** Try it **
The full set of lines below has to be written out again exactly.

* * * * * * *

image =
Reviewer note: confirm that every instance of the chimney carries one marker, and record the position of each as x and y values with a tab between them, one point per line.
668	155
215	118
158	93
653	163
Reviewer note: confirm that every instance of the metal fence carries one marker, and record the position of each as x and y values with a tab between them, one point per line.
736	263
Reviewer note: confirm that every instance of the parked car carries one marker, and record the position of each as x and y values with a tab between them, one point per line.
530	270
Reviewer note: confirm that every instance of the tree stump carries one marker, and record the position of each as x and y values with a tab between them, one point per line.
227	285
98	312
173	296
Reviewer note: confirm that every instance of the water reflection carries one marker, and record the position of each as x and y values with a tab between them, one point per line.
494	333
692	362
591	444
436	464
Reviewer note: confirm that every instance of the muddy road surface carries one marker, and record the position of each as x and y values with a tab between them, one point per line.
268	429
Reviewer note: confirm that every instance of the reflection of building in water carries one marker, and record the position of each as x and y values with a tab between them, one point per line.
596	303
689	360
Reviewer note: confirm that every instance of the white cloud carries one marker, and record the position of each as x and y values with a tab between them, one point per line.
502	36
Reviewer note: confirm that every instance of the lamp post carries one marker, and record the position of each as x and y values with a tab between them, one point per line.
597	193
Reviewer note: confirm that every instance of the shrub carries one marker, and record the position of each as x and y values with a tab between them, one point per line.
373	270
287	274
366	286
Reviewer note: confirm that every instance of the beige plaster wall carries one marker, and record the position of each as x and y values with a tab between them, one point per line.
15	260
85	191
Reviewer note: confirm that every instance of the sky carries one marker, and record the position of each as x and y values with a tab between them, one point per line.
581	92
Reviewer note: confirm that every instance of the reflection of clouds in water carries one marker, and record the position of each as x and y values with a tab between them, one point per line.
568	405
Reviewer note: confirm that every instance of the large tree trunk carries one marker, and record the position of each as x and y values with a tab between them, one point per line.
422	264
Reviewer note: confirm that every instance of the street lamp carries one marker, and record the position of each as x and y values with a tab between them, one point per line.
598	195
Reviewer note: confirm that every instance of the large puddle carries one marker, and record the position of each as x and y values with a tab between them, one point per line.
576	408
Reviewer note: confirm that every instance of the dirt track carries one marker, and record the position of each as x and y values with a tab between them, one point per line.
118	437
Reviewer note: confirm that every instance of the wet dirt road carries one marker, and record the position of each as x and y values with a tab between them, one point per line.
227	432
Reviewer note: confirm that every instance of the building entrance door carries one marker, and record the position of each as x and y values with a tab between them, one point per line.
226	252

* * * * * * *

** Written answer **
image =
Reviewer note: confirm that every instance of the chimney carries one marker, and record the position of each as x and y values with a tab between them, one point per line.
668	155
215	118
158	93
653	163
Reviewer note: confirm that every instance of the metal fence carries one marker, and record the position of each as x and y values with a tab between them, one point per line.
736	263
Reviewer note: confirm that every instance of the parked car carries one marker, and record the position of each as x and y values with a tab between them, one point per line.
530	270
Reviewer note: confirm that every instance of the tree stump carries one marker, and record the position of each as x and y values with a tab between them, one point per line.
227	285
98	312
173	296
Reviewer note: confirm that every instance of the water reflection carries one marker, and record the position of each as x and y values with a tab between them, one point per line.
494	333
692	362
591	444
436	464
Reviewer note: confirm that every instance of the muddy road surface carries one marker, and record the position of each as x and y values with a tab between them, one point per line.
268	429
Reviewer note: confirm that every instance of the reflection of building in water carries one marker, and record the position of each as x and y values with a tab between them, one point per line.
596	303
689	360
Reviewer note: confirm that every instance of the white cloud carries one marker, and record the position of each as x and y values with a tab between them, one point per line.
502	36
Reviewer note: confirm that every instance of the lamp post carries one marker, and record the position of each as x and y values with a tab between them, one point per line.
597	193
Reviewer note: confirm that every instance of the shrub carries one marker, and record the position of each as x and y values with a tab between them, one point per line.
373	270
287	274
366	286
Reviewer note: confirm that every instance of the beige plaster wall carries one marker, and record the position of each as x and y values with a tab between them, one point per line.
15	260
85	191
Reviewer note: confirm that every instance of the sky carries one marker, and record the position of each as x and y values with a tab between them, one point per line.
581	92
Reviewer note: confirm that every instance of the reflection of clouds in water carries one marker, and record the position of each as x and y values with a tab between them, one point per line.
568	405
Reviewer note: confirm that every instance of the large tree trunk carries one marker, and record the position of each as x and y values with a tab between them, one point per line.
422	264
Reviewer note: confirm that every instance of the street lamp carries one marker, and record the position of each as x and y values with a tab between them, one point per line.
598	195
Reviewer note: confirm that every instance of the large puddle carries one marker, and record the position of each as x and y values with a tab between them, one point per line.
576	408
Reviewer note: confirm that every instance of the dirt track carries one marker, and record the position of each as x and y values with a tab between them, one point per line.
118	437
Reviewer note: confirm that every instance of the wet dirt road carries one marker, and record the position of each as x and y values with a tab between them, one point per line.
227	432
Reviewer note: confirm that every instance of the building entrance door carries one marker, and record the position of each as x and y values with a tab between them, one point per line.
226	252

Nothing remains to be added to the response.